**Study text**
/---

A new plan has been filed to establish a fund of at least $135 million in compensation for victims and families affected by a 2012 fungal meningitis outbreak that killed 64 people, sickened hundreds and led to Congress granting the FDA new powers to regulate large compounding pharmacies.
The trustee for the now-bankrupt New England Compounding Center (NECC) that was the root of what was the largest outbreak of fungal meningitis in U.S. history recently filed the compensation plan in federal court. In July, a federal bankruptcy judge approved a deal to settle many of the lawsuits filed against NECC. The compensation plan is expected to be approved in a hearing next spring.
"The filing of this plan marks a crucial step in this tragic saga to provide much needed financial relief to the victims and their families," David Molton, a lawyer with NECC's creditors' committee, told Reuters. "When NECC entered bankruptcy, many people doubted that the victims would ever receive compensation through the bankruptcy process."
The outbreak sickened more than 750 people and led to a public outcry that resulted in Congress passing the Drug Quality and Security Act, which gives the FDA new, but limited, powers to oversee compounding pharmacies that volunteer to be regulated. The idea is that FDA oversight will set these companies apart and that hospitals will use those operators that agree to the stricter oversight.
NECC was shut down in October 2012 after authorities traced the outbreak to its facility that produced a tainted steroid, which was distributed to health providers in 20 states. It declared bankruptcy two months later, leaving victims and their families uncertain if they would receive any compensation. However, less than a year later, owners, operators and insurers of the bankrupt company reached a preliminary agreement to set up a victims' fund.

\---

**Provided material**
/---

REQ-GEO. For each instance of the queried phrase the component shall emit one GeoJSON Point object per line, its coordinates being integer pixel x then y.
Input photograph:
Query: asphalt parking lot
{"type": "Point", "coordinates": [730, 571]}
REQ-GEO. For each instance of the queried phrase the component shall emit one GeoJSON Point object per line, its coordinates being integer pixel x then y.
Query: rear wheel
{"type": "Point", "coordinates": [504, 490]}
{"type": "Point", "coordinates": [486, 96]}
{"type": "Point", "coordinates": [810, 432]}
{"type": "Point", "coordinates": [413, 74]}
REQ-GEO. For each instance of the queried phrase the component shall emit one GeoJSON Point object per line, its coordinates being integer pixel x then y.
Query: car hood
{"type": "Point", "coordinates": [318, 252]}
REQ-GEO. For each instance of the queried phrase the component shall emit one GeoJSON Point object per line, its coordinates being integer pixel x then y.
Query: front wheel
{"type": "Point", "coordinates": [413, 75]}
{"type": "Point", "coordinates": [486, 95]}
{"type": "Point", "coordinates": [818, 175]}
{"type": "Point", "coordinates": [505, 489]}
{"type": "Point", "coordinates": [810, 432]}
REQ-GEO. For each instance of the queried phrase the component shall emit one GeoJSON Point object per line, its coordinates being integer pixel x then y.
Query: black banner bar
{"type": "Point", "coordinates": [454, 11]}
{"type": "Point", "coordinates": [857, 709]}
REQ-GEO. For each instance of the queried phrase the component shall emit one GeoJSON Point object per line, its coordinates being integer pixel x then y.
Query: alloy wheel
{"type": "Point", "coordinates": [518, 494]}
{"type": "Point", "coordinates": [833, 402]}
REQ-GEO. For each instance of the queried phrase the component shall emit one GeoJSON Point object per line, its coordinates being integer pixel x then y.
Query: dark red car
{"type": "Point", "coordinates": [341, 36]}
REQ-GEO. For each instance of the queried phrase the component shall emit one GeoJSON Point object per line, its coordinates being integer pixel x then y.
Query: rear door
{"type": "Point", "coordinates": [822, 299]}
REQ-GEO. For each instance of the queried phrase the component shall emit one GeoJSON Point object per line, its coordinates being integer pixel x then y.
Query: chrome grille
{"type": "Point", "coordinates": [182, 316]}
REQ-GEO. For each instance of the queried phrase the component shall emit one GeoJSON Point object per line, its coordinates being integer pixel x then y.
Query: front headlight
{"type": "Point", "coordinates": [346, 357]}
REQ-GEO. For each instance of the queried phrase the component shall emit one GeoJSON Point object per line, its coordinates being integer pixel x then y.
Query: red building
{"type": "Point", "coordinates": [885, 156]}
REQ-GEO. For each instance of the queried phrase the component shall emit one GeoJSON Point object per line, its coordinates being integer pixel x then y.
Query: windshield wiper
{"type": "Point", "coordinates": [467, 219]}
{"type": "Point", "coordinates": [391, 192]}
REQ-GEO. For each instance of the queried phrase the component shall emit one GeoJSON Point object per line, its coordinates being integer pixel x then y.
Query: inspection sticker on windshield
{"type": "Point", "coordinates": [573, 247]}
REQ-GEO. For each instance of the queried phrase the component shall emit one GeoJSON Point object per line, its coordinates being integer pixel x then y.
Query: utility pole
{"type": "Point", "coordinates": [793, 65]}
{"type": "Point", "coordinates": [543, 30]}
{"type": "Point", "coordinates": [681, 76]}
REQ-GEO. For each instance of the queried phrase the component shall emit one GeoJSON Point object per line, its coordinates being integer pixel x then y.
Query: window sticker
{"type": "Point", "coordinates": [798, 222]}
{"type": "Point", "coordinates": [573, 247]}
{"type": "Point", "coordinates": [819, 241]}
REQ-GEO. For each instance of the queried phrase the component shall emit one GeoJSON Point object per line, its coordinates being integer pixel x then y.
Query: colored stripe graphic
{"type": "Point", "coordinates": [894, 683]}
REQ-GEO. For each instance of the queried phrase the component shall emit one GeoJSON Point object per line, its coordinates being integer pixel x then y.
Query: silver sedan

\---

**What to work on**
[1] List the parties that, according to the meningitis compensation article, reached a preliminary agreement to set up a victims' fund.
[2] Reproduce the meningitis compensation article word for word, from "A new plan has" up to and including "hearing next spring.".
[3] Answer these questions from the meningitis compensation article:
(a) To how many states was the tainted steroid distributed?
(b) In what month did a federal bankruptcy judge approve a deal to settle many of the lawsuits against NECC?
(c) What law did Congress pass after the outbreak?

**Exercise responses**
[1] Owners, operators and insurers of the bankrupt company

[2]
A new plan has been filed to establish a fund of at least $135 million in compensation for victims and families affected by a 2012 fungal meningitis outbreak that killed 64 people, sickened hundreds and led to Congress granting the FDA new powers to regulate large compounding pharmacies.
The trustee for the now-bankrupt New England Compounding Center (NECC) that was the root of what was the largest outbreak of fungal meningitis in U.S. history recently filed the compensation plan in federal court. In July, a federal bankruptcy judge approved a deal to settle many of the lawsuits filed against NECC. The compensation plan is expected to be approved in a hearing next spring.

[3]
(a) 20 states
(b) July
(c) The Drug Quality and Security Act